Please state how many of the lines below contain the word "thatched". Give only the number.
— Start —
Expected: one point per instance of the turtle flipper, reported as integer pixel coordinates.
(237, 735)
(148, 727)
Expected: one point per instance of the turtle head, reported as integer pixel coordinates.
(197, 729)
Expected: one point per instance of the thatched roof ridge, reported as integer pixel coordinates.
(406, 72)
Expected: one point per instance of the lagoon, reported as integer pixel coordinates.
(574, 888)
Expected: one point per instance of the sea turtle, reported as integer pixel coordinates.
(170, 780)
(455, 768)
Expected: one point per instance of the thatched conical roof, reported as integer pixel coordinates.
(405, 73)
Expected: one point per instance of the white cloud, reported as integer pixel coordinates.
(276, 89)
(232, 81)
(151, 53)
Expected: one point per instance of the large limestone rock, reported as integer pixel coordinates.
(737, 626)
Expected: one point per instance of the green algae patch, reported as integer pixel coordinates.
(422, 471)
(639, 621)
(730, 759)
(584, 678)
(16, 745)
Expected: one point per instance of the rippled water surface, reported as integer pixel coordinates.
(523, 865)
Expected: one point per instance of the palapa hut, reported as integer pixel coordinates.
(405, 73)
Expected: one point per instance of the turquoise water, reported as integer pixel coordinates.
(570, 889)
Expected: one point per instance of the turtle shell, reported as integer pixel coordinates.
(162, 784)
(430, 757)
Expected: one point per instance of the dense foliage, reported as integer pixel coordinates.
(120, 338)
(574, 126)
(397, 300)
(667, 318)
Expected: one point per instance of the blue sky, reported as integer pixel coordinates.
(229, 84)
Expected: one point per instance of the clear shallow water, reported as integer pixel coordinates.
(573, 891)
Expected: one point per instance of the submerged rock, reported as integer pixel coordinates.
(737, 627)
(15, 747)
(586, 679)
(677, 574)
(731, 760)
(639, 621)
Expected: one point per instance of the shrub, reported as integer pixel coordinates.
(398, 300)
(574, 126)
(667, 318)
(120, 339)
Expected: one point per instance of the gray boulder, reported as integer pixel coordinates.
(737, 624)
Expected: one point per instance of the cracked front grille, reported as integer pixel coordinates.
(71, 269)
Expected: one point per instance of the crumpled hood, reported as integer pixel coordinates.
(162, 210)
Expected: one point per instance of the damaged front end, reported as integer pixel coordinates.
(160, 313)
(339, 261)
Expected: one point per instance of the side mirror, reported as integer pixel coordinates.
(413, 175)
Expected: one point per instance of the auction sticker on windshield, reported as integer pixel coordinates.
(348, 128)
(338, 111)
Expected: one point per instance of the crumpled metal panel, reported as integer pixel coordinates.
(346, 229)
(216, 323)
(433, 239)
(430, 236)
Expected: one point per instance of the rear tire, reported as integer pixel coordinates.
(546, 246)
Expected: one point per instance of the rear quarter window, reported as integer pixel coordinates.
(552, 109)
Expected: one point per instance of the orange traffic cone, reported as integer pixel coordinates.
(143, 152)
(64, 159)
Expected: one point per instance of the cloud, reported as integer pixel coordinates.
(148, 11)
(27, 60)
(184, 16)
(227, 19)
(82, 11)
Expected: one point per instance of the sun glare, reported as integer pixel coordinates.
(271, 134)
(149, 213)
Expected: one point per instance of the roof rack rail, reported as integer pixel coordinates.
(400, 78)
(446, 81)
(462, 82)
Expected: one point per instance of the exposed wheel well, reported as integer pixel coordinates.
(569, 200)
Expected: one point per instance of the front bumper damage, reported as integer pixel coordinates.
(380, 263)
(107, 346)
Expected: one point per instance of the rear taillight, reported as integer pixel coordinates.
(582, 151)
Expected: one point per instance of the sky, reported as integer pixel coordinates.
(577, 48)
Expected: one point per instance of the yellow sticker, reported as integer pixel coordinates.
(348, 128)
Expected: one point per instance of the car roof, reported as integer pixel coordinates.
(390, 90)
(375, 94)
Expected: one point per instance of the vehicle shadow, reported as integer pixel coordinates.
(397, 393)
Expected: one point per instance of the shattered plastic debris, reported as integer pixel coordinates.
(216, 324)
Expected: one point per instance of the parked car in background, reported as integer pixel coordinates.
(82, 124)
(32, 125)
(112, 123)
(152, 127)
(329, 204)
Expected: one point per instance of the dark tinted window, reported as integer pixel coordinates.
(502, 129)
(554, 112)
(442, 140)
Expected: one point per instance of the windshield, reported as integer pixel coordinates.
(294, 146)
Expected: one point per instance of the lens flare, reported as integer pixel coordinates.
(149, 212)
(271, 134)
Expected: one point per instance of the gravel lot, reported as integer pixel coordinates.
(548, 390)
— End —
— Start —
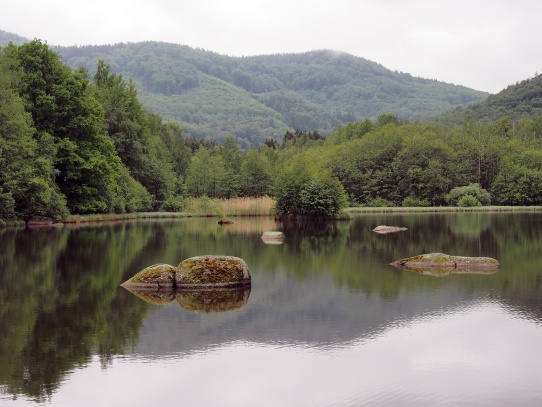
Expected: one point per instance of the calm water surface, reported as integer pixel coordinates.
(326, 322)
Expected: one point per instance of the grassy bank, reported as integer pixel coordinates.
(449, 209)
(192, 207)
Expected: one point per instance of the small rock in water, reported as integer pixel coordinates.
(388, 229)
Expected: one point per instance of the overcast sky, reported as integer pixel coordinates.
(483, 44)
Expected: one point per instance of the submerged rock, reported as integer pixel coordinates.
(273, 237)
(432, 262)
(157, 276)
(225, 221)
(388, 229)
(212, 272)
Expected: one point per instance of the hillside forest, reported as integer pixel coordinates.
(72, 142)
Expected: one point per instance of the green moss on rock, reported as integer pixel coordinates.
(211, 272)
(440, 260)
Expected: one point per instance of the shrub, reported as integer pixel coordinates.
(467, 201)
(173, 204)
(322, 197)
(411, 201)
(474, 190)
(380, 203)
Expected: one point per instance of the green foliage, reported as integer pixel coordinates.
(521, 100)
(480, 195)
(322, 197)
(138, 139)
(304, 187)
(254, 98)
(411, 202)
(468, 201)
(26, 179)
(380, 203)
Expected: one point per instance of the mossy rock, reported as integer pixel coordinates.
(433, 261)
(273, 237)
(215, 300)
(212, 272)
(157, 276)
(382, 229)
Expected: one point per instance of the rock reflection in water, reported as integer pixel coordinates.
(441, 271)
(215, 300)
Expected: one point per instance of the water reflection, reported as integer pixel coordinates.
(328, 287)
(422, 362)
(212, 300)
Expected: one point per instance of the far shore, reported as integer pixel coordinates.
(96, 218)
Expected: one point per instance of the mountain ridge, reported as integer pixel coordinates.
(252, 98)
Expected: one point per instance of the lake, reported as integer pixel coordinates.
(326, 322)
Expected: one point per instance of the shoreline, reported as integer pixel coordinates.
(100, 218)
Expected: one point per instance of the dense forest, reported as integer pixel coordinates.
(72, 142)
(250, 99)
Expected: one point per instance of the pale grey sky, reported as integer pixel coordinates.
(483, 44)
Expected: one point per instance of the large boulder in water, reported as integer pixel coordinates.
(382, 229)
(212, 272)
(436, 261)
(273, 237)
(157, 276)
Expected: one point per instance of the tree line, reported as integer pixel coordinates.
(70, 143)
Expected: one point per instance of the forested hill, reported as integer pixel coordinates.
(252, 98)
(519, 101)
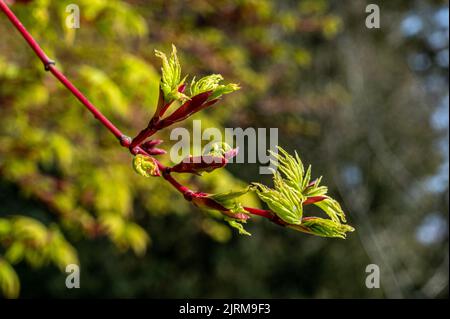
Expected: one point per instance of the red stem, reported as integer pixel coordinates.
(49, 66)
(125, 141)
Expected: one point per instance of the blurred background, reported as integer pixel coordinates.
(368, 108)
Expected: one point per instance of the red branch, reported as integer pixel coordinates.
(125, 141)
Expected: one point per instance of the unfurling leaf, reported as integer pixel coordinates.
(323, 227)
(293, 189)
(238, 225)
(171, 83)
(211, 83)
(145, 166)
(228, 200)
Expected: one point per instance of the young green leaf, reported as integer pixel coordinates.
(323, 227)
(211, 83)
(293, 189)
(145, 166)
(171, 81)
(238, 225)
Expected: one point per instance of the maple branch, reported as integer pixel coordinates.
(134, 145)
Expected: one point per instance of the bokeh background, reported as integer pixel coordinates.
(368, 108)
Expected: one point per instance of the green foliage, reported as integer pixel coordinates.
— End —
FINAL RESULT
2